══ DATA TO PROCESS ══
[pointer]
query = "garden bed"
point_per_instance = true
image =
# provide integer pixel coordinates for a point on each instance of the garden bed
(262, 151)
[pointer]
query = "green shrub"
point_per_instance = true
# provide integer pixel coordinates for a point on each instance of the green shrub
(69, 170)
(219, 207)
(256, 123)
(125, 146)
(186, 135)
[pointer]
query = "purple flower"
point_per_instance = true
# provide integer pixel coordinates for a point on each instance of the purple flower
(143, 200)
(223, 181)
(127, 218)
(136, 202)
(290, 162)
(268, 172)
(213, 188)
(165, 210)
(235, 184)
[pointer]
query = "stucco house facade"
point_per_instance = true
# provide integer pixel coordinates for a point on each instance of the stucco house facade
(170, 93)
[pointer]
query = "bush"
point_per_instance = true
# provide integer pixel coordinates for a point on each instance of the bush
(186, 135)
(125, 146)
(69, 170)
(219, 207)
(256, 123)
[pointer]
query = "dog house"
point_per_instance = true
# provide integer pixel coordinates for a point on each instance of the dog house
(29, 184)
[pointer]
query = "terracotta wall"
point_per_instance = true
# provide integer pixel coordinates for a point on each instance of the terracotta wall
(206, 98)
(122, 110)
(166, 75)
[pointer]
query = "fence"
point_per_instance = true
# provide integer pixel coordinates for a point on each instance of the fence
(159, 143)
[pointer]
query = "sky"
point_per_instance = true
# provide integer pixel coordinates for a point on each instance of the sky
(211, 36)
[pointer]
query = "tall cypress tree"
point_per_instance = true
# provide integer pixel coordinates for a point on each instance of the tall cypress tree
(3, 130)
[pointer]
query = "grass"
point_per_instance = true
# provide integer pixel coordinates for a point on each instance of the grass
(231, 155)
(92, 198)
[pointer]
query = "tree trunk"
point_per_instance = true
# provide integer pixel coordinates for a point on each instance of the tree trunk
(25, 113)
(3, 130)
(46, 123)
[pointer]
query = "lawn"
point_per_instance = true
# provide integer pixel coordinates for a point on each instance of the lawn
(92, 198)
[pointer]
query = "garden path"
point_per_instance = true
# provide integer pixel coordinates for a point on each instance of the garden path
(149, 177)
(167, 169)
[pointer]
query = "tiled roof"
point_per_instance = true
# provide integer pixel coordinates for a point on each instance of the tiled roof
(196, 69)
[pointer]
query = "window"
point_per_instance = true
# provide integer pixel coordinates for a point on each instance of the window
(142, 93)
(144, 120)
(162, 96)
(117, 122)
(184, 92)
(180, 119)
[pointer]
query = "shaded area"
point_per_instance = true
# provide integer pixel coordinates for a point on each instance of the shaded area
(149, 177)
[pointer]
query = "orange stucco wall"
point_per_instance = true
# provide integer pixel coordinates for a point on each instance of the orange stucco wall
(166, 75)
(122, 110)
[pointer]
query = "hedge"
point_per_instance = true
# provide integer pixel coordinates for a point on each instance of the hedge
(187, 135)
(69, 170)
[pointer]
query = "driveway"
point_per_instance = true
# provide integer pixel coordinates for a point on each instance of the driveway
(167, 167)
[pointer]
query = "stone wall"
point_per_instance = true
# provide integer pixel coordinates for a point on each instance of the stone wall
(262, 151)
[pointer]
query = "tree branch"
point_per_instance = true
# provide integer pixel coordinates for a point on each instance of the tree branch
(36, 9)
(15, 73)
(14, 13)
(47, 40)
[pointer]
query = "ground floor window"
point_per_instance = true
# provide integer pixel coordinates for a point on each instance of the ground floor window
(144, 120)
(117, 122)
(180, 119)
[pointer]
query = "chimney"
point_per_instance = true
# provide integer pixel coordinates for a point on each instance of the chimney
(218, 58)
═══
- **TASK TO COMPLETE**
Transcribe the entries above exactly.

- **ANSWER SPACE**
[pointer]
query = "garden bed"
point_per_instance = true
image =
# provide integer pixel coordinates for a point on each instance of the garden bed
(262, 151)
[pointer]
query = "green shrub"
point_per_instance = true
# provide integer pixel coordinates for a point on each instance of the green shrub
(69, 170)
(219, 207)
(256, 123)
(125, 146)
(186, 135)
[pointer]
query = "purple flower"
point_per_instance = true
# provide integer pixel coordinates for a point on each instance of the purple flower
(143, 200)
(223, 181)
(127, 218)
(136, 202)
(290, 162)
(268, 172)
(213, 188)
(165, 210)
(235, 184)
[pointer]
query = "stucco house facade"
point_per_instance = true
# provide integer pixel coordinates for a point on each instance of the stucco house facade
(170, 93)
[pointer]
query = "bush"
point_per_instance = true
# provide integer pixel coordinates for a point on each instance of the bush
(186, 135)
(125, 146)
(69, 170)
(219, 207)
(256, 123)
[pointer]
query = "dog house"
point_per_instance = true
# provide integer pixel coordinates for a point on each instance of the dog house
(29, 184)
[pointer]
query = "terracotta wall"
point_per_instance = true
# provide integer pixel coordinates for a point on each instance of the terracotta wall
(206, 98)
(122, 110)
(166, 75)
[pointer]
query = "fence"
point_per_instance = true
# provide integer pixel coordinates for a point on each instance of the fence
(159, 143)
[pointer]
query = "sky"
point_per_instance = true
# provide integer pixel coordinates for a point on each instance of the sky
(211, 36)
[pointer]
query = "tall cypress tree"
point_per_instance = true
# provide integer pixel coordinates for a point on each instance of the tall cypress tree
(3, 130)
[pointer]
query = "grass"
point_per_instance = true
# provide integer pixel coordinates for a point on each instance of the grass
(231, 155)
(92, 198)
[pointer]
query = "tree trunk"
point_per_instance = true
# provide integer pixel coordinates for a point on each instance of the tree trunk
(25, 113)
(3, 130)
(46, 123)
[pointer]
query = "lawn"
point_per_instance = true
# provide integer pixel coordinates for a point on each instance of the lawn
(92, 198)
[pointer]
query = "garden path"
point_per_instance = true
# provide integer pixel coordinates for a point on each instance of the garden path
(149, 177)
(167, 169)
[pointer]
query = "tiled roof"
point_per_instance = true
# provide integer pixel coordinates for a point on each instance of the tiled roof
(196, 69)
[pointer]
query = "window"
point_per_instance = true
# provide integer pixel coordinates for a point on each instance of the window
(142, 93)
(144, 120)
(162, 96)
(117, 122)
(184, 92)
(180, 119)
[pointer]
query = "shaded area"
point_per_instance = true
# provide integer pixel coordinates for a point on each instance of the shaded area
(149, 177)
[pointer]
query = "orange stucco wall"
point_per_instance = true
# provide integer pixel coordinates for a point on each instance of the orange stucco wall
(166, 75)
(122, 110)
[pointer]
query = "hedge"
point_per_instance = true
# provide integer pixel coordinates for a point on each instance of the hedge
(187, 135)
(69, 170)
[pointer]
query = "driveway"
point_per_instance = true
# provide integer pixel coordinates for a point on each instance of the driveway
(167, 167)
[pointer]
query = "stone wall"
point_per_instance = true
# provide integer pixel coordinates for a point on each instance of the stone wall
(262, 151)
[pointer]
query = "tree branch"
point_per_instance = true
# provide integer pixel coordinates for a point on each instance of the tree branch
(36, 9)
(15, 73)
(14, 13)
(47, 40)
[pointer]
query = "ground floor window"
point_per_instance = true
# provide integer pixel coordinates for a point on each instance of the ground floor window
(144, 120)
(117, 122)
(180, 119)
[pointer]
query = "chimney"
point_per_instance = true
# provide integer pixel coordinates for a point on each instance of the chimney
(218, 58)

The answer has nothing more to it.